=== RECORDS FOR THE EXERCISE ===

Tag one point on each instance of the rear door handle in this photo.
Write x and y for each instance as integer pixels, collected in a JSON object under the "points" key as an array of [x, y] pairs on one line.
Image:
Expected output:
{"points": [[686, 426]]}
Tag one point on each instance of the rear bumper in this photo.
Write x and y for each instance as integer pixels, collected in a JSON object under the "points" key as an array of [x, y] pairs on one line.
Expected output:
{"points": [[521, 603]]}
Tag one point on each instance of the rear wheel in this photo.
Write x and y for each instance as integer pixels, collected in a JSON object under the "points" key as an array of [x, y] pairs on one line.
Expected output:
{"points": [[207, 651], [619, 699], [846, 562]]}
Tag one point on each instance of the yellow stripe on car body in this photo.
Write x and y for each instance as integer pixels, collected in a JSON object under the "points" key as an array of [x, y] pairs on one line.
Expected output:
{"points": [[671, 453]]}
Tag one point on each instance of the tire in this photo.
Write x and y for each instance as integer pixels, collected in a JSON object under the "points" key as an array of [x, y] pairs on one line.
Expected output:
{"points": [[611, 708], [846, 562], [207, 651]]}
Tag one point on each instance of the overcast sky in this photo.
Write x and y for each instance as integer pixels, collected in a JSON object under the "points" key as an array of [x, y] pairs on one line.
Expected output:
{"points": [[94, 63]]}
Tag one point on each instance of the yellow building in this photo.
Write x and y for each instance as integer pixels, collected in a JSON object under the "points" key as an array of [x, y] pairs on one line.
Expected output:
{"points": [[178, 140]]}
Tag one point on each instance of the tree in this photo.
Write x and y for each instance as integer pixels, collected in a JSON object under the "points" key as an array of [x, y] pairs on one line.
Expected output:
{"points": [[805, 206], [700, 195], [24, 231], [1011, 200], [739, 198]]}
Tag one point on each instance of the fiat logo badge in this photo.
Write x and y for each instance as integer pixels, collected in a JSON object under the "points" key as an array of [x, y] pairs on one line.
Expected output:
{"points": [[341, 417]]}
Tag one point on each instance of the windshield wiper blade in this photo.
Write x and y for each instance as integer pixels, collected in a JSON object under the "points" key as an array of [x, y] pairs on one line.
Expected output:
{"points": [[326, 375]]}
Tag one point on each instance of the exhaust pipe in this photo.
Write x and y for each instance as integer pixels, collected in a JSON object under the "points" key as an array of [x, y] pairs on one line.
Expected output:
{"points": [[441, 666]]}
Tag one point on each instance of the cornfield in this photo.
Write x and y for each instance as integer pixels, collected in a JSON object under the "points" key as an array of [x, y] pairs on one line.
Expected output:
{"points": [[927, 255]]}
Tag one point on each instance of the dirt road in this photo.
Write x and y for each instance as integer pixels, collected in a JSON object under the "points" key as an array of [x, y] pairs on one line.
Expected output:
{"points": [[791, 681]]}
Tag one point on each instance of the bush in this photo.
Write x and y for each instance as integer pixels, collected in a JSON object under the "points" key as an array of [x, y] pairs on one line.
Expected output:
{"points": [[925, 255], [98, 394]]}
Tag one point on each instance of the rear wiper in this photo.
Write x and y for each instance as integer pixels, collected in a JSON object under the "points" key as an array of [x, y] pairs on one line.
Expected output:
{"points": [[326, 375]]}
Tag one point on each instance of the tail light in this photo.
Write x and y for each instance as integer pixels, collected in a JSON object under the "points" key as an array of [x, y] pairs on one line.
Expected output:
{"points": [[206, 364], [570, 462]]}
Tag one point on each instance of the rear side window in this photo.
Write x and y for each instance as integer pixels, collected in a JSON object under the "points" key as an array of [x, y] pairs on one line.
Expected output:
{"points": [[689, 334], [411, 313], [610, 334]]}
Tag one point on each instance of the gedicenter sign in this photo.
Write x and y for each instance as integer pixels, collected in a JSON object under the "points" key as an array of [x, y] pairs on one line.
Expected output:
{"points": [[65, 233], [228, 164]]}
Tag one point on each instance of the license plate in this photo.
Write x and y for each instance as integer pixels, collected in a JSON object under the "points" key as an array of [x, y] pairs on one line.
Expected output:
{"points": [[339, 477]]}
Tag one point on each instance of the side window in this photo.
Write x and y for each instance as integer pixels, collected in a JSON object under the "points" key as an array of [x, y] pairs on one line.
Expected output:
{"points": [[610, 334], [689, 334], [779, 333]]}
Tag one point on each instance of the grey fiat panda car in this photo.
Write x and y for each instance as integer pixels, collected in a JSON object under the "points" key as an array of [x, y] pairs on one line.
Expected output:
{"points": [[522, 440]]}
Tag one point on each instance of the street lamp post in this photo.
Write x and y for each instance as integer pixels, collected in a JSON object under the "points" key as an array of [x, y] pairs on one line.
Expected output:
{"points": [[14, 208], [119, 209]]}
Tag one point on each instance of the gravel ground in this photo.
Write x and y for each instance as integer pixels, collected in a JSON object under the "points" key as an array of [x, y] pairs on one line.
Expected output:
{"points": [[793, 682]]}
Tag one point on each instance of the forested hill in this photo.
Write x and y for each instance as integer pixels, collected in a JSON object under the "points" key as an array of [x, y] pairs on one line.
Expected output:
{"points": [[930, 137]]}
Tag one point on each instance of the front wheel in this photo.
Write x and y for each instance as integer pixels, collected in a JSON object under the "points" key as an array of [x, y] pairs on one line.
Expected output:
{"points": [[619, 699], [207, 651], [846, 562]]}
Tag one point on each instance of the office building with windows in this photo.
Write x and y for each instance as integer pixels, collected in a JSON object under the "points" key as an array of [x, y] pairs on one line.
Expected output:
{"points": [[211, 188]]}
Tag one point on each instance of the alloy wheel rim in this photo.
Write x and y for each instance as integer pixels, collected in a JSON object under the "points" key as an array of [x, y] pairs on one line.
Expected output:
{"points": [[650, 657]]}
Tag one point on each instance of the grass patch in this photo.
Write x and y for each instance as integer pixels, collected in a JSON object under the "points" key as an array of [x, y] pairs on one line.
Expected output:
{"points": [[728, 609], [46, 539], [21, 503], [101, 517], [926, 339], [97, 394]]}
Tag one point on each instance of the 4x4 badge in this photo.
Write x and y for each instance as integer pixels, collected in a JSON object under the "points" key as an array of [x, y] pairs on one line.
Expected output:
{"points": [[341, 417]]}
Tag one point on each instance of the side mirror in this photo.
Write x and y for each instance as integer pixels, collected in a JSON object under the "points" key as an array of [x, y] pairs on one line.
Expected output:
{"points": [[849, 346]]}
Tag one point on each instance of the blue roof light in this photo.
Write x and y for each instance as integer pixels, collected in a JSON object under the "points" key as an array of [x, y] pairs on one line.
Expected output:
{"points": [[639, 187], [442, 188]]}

===

## WHAT YOU WILL DO
Which lines of the records above contain the word "building"? Show each of them.

## RESULT FOR THIS TASK
Tag one point on each instance of the yellow building in this photo.
Tag one point on each instance of the office building with windows in this photo.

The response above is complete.